**Try it**: Faithfully repeat each entry below, minus the pictures.

**Supplied material**:

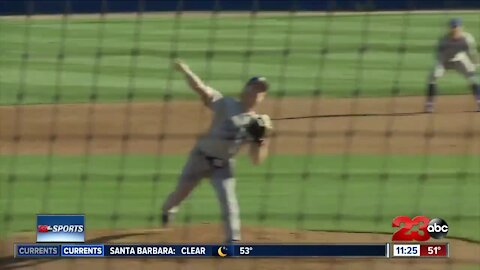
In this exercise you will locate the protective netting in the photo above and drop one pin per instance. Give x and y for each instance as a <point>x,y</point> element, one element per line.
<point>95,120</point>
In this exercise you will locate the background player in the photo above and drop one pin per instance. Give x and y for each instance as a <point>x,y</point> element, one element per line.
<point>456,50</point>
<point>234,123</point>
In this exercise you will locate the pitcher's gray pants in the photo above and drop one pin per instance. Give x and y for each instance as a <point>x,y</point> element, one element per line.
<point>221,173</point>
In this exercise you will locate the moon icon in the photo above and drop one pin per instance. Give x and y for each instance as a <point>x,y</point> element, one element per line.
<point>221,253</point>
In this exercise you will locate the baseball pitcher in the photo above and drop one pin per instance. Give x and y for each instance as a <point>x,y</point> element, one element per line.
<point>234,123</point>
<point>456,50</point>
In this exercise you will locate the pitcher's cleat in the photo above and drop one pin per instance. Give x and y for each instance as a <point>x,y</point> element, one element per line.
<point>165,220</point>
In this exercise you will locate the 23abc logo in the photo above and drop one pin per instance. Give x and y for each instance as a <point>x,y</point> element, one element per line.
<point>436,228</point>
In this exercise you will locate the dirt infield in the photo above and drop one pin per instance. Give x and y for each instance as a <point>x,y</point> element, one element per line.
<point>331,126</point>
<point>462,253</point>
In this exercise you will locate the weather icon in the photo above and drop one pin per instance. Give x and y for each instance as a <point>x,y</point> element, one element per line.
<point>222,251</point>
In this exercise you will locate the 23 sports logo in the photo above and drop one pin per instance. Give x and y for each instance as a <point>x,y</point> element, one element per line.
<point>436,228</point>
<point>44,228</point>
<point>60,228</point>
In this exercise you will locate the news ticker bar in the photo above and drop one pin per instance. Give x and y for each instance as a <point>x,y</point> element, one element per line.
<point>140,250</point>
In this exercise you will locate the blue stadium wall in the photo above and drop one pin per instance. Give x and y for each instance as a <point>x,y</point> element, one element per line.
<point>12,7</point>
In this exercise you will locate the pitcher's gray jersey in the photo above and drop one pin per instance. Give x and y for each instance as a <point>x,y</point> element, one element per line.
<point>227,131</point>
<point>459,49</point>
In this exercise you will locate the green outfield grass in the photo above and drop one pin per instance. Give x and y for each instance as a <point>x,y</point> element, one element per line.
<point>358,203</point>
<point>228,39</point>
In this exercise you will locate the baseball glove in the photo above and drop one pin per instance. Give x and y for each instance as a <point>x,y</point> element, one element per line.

**Answer box**:
In this exercise you will locate the protective netting in the photo above and drop one pin per instance. Give x and y for each instance as a <point>x,y</point> element, one element per line.
<point>95,120</point>
In this exercise you will locate the background player in the photo above and drop one pin per instance. Give x and y for each instance as a <point>x,y</point> element, one element per line.
<point>456,50</point>
<point>234,123</point>
In this exercise you will locate the pitcher's gray pants in the photo above and drop one pin per instance. Give x and y for each instance as a <point>x,y</point> element, one element per line.
<point>221,173</point>
In this exercise you will locate the moon icon in the photo above and drop one pin per instance. Give x and y for each instance as a <point>x,y</point> element, one element per line.
<point>221,253</point>
In this exercise you will locate the baseball pitcher in the photo above and drop one pin per instance. Give x and y for each instance as a <point>x,y</point> element, one element per line.
<point>234,123</point>
<point>456,50</point>
In this exercise you will locate the pitcher's cleat in the photo above and drop one pin per instance. Give x and y for each instance as a <point>x,y</point> element, one element per line.
<point>165,220</point>
In this exercise you will locate the 23abc logo in the photo above and drop one pin per instance. Give x and y for each instance as a <point>x,y</point> element, one element per line.
<point>436,228</point>
In this exercise you will locate the dirt infield in the photo above and drop one pin per instance. Give x and y for each instance as a <point>x,y</point> element, one element per line.
<point>331,126</point>
<point>462,253</point>
In this exercise you will locate the weather icon in the photo above and drop one pin per instance. Give x and y for each instance as a <point>x,y</point> element, one element per line.
<point>222,251</point>
In this exercise you will locate the 23 sports logo in the photo above and drop one pin per instance. Give x and y for each instance as a <point>x,y</point> element, one element per line.
<point>436,228</point>
<point>44,228</point>
<point>60,228</point>
In this exercise you will locate the news ticker bar in the photo above and drop one pin per instance. Give x and y for each instance as a <point>x,y</point> element, one element per line.
<point>140,250</point>
In this exercise you will locate the blue stadium wall in the photo above and drop one pin per instance. Give x and y for each instance as a <point>x,y</point> element, one element per line.
<point>12,7</point>
In this exercise you will locate the pitcher's gray jersey in the photo above and drop one pin per instance. Give x and y for each instance as a <point>x,y</point> element, one element per line.
<point>227,131</point>
<point>459,49</point>
In this exercise you will locate the green outfield grass in the photo above and drop one pin per instance. Give x and y for each instance as a <point>x,y</point> element, one element per line.
<point>358,203</point>
<point>228,39</point>
In this exercise you will locate the baseball glove in the photo above and drop one pin per instance. Give x and y for each instance as a <point>x,y</point> element, one element per line.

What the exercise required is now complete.